▶ _DIRECTION_
Update everything from the line containing "segment --target eyeglasses" down to the line containing "63L272 61L272 58L269" by changing "eyeglasses" to "spectacles", and output only those lines with nothing else altered.

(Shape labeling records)
• • • •

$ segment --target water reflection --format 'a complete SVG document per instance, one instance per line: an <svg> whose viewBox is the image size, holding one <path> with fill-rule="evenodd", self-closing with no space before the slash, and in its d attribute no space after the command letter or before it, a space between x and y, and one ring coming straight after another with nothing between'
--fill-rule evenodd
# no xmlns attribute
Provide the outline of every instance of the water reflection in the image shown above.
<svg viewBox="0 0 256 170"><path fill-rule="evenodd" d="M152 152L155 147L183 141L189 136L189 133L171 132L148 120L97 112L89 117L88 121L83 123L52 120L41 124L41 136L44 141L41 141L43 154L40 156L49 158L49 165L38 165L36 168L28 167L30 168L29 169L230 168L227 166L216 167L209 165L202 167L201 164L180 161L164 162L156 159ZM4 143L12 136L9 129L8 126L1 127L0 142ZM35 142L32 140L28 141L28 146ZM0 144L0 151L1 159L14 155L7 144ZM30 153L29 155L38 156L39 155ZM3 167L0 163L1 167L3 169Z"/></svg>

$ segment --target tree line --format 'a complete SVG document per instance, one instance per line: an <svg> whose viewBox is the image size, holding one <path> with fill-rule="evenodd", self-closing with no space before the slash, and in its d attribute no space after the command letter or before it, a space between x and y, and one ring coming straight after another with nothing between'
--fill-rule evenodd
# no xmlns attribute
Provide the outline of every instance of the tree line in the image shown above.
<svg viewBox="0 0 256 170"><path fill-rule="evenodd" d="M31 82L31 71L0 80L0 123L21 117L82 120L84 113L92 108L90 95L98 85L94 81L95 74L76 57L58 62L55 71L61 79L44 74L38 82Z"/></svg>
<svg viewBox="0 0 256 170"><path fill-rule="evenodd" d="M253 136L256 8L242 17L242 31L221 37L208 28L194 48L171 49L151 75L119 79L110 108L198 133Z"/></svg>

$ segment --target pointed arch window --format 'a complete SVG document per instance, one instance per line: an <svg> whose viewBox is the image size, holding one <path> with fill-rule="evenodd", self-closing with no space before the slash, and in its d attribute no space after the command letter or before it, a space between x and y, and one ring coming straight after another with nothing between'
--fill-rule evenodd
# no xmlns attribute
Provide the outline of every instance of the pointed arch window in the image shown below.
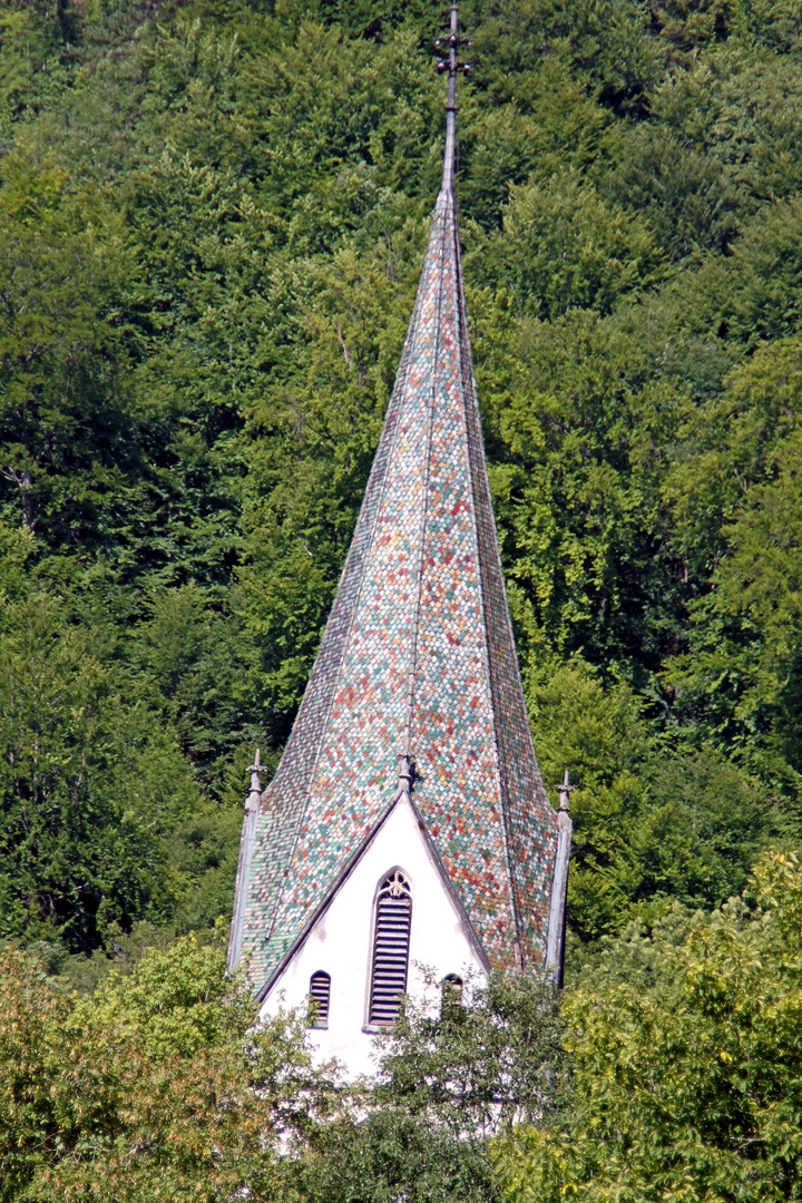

• • • •

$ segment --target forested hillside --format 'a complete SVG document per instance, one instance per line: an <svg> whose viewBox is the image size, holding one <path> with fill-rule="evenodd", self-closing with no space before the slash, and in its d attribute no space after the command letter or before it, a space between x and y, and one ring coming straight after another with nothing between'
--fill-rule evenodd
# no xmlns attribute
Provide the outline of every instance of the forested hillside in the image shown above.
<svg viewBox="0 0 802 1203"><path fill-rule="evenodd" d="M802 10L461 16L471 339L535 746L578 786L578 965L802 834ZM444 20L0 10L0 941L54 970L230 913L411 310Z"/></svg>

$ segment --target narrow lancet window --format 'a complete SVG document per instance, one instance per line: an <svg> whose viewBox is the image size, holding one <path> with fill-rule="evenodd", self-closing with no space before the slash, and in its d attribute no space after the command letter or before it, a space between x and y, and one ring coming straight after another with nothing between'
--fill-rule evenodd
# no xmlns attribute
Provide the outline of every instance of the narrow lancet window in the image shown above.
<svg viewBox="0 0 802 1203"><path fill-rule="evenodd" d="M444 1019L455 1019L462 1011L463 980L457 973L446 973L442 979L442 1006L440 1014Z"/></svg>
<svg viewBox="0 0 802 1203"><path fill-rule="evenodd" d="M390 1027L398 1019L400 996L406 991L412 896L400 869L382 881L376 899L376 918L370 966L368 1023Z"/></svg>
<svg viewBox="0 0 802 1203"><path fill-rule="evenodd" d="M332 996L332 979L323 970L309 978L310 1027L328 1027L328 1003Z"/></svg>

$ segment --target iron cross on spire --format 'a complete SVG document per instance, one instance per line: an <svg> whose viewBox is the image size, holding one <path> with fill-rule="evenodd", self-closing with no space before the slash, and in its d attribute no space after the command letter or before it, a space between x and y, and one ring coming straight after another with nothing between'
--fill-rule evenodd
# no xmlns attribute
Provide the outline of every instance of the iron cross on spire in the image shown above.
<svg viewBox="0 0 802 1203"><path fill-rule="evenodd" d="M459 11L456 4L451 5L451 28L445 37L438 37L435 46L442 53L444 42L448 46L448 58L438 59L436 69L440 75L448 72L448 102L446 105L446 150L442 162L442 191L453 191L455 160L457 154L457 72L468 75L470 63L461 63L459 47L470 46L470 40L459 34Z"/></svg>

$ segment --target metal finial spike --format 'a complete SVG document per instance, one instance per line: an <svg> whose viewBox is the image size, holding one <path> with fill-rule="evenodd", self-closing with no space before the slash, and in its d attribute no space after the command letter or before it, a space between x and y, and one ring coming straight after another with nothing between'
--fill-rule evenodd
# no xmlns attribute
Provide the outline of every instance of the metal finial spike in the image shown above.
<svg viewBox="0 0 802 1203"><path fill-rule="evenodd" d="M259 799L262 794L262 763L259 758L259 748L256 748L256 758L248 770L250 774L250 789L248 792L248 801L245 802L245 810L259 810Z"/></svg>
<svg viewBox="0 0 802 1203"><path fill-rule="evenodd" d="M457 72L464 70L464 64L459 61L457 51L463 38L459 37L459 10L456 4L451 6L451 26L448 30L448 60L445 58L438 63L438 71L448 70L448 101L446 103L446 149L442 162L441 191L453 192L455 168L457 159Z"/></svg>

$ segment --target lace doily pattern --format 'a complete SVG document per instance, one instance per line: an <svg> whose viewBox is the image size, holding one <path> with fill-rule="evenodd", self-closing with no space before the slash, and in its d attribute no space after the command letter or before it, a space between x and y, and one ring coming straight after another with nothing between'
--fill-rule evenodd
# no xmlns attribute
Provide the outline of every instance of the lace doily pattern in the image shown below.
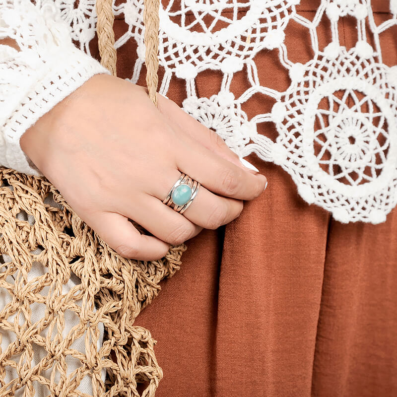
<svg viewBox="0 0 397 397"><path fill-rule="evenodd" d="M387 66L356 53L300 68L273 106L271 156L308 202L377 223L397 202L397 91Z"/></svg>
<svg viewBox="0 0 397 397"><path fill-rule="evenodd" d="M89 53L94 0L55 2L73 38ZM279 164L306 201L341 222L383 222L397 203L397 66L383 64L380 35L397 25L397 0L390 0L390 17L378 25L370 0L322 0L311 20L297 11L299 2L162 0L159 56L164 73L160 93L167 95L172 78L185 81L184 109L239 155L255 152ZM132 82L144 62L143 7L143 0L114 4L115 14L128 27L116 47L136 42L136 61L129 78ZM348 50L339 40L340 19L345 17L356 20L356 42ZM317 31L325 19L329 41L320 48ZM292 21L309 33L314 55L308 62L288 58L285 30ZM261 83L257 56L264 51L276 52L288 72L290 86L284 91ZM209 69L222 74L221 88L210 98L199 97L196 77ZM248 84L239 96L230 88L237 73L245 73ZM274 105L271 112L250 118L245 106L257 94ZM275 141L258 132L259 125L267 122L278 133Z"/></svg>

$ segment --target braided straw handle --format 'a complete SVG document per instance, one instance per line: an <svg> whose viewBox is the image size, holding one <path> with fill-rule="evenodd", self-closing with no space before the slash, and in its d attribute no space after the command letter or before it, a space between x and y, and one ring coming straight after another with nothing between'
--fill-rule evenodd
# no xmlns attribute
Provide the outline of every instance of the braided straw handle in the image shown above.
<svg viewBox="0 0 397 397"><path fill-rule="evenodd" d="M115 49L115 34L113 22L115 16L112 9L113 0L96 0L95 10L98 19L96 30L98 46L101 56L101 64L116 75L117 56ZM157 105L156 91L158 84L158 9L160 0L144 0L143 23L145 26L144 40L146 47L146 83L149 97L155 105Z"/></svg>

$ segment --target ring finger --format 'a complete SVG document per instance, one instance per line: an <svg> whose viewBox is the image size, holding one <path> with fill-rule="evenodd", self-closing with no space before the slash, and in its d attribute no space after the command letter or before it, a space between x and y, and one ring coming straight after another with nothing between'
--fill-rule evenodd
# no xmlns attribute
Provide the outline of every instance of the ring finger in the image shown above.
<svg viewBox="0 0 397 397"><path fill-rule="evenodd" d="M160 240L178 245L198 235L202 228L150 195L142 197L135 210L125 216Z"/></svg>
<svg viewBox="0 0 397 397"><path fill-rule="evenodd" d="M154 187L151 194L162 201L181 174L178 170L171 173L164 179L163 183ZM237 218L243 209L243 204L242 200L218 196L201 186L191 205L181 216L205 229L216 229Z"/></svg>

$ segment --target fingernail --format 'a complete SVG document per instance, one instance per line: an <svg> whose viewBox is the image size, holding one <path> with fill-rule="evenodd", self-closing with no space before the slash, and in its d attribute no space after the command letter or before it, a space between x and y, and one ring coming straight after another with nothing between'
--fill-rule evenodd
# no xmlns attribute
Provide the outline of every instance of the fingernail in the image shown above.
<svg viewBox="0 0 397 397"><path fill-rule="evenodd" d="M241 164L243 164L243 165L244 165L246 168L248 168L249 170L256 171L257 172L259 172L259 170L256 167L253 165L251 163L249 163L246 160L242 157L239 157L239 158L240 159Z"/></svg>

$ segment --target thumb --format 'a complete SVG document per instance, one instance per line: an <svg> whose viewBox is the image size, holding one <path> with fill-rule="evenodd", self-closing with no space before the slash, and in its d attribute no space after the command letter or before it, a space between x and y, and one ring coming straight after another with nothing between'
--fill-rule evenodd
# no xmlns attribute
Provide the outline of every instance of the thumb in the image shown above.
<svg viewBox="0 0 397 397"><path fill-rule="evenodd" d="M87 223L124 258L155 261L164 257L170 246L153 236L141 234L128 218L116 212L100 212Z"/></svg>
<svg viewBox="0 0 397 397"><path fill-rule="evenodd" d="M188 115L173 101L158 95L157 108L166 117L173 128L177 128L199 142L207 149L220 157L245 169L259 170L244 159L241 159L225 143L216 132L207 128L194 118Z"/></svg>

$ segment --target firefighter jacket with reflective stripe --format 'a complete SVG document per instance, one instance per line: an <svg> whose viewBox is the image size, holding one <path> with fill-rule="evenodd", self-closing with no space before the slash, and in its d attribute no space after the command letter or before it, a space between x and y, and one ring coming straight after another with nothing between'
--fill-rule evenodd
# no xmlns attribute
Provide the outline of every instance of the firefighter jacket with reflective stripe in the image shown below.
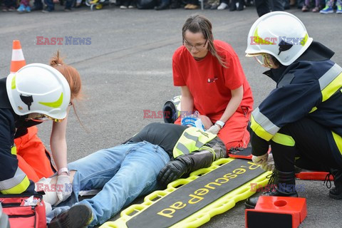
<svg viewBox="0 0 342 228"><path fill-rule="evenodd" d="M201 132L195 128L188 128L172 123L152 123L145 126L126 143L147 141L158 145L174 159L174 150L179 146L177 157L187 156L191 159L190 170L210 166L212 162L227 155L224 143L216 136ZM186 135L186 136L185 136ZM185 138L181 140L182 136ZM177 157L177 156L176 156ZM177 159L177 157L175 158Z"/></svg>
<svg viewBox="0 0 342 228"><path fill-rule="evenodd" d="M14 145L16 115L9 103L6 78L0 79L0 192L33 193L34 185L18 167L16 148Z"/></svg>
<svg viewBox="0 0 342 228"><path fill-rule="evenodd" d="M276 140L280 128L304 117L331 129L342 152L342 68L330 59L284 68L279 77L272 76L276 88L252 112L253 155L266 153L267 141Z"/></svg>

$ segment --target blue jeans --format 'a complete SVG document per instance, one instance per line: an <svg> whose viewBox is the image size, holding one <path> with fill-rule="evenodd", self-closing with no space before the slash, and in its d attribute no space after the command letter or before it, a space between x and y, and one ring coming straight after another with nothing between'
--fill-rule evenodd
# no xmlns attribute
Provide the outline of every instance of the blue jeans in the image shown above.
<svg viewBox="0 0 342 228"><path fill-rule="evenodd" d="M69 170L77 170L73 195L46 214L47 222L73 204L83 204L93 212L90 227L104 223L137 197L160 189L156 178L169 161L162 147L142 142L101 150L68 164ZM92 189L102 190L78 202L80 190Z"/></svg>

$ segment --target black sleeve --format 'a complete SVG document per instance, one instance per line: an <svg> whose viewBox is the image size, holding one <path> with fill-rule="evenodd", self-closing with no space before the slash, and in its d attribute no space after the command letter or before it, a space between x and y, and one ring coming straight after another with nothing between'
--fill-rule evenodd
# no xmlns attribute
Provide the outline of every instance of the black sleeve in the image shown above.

• • • •

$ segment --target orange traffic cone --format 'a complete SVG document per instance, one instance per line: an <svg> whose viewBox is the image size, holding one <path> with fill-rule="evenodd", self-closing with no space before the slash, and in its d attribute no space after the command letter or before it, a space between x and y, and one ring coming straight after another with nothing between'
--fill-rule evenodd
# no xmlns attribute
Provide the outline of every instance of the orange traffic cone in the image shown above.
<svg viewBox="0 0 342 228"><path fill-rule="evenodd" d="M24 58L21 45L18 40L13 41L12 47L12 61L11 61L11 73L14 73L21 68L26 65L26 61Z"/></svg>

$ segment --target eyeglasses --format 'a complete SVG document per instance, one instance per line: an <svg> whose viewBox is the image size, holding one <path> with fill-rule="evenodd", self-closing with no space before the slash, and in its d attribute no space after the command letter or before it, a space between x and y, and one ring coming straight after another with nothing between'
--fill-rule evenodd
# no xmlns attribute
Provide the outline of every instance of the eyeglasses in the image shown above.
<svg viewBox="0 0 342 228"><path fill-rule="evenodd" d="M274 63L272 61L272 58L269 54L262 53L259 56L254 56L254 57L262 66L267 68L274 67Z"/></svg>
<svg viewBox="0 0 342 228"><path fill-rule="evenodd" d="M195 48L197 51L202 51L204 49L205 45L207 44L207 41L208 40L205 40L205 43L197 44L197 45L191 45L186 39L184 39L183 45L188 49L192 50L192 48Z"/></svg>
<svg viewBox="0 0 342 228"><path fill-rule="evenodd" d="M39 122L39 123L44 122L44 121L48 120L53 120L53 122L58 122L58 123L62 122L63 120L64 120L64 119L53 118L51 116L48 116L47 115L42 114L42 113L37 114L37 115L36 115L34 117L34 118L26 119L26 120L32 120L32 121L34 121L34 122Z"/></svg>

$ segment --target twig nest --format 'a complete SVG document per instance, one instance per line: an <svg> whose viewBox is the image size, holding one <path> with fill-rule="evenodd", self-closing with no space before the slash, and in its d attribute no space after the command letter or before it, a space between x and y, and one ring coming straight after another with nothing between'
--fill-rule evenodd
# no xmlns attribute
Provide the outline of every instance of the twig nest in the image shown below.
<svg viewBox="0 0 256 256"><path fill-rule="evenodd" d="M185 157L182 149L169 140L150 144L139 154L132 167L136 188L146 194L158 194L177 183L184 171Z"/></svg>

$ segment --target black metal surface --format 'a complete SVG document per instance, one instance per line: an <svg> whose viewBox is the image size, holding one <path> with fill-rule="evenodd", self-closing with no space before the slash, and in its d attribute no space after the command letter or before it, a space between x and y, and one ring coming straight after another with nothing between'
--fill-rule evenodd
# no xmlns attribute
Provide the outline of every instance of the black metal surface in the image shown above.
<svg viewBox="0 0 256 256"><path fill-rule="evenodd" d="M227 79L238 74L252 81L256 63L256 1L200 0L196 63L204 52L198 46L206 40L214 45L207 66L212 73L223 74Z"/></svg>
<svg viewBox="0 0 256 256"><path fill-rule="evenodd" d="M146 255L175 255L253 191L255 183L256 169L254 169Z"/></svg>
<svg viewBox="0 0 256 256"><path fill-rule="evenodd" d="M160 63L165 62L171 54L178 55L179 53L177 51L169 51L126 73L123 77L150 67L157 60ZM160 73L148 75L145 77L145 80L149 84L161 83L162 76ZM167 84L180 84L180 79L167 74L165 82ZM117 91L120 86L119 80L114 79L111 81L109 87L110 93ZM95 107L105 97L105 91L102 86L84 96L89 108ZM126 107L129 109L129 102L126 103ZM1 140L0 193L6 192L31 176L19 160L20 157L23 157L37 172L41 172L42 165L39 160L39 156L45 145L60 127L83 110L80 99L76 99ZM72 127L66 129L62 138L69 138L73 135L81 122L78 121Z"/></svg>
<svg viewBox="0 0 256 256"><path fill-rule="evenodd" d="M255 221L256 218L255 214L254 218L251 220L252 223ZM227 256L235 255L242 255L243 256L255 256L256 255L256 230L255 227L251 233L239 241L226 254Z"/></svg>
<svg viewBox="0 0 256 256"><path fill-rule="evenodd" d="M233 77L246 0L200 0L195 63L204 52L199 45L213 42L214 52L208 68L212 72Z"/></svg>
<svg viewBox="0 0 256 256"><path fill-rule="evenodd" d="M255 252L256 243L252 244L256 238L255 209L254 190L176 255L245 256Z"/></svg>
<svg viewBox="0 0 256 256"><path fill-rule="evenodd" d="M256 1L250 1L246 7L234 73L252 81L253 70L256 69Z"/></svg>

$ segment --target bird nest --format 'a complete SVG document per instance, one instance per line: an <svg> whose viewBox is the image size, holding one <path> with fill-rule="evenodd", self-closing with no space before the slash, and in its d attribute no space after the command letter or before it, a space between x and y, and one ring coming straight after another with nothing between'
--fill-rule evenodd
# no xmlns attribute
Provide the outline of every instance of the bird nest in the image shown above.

• • • •

▶ _EXPECTED ANSWER_
$ segment --target spectacles --format 'a complete SVG document per instance, one instance per line: an <svg> whose viewBox is the image size, holding one <path> with fill-rule="evenodd", self-closing with no space before the slash, and in its d attribute no space after the command letter or before it, a space between x and y, and one ring coming straight after another with nothing between'
--fill-rule evenodd
# no xmlns attribute
Provide the outline of every instance of the spectacles in the image shown above.
<svg viewBox="0 0 342 228"><path fill-rule="evenodd" d="M274 63L272 61L272 58L269 54L262 53L259 56L254 56L254 57L262 66L267 68L274 67Z"/></svg>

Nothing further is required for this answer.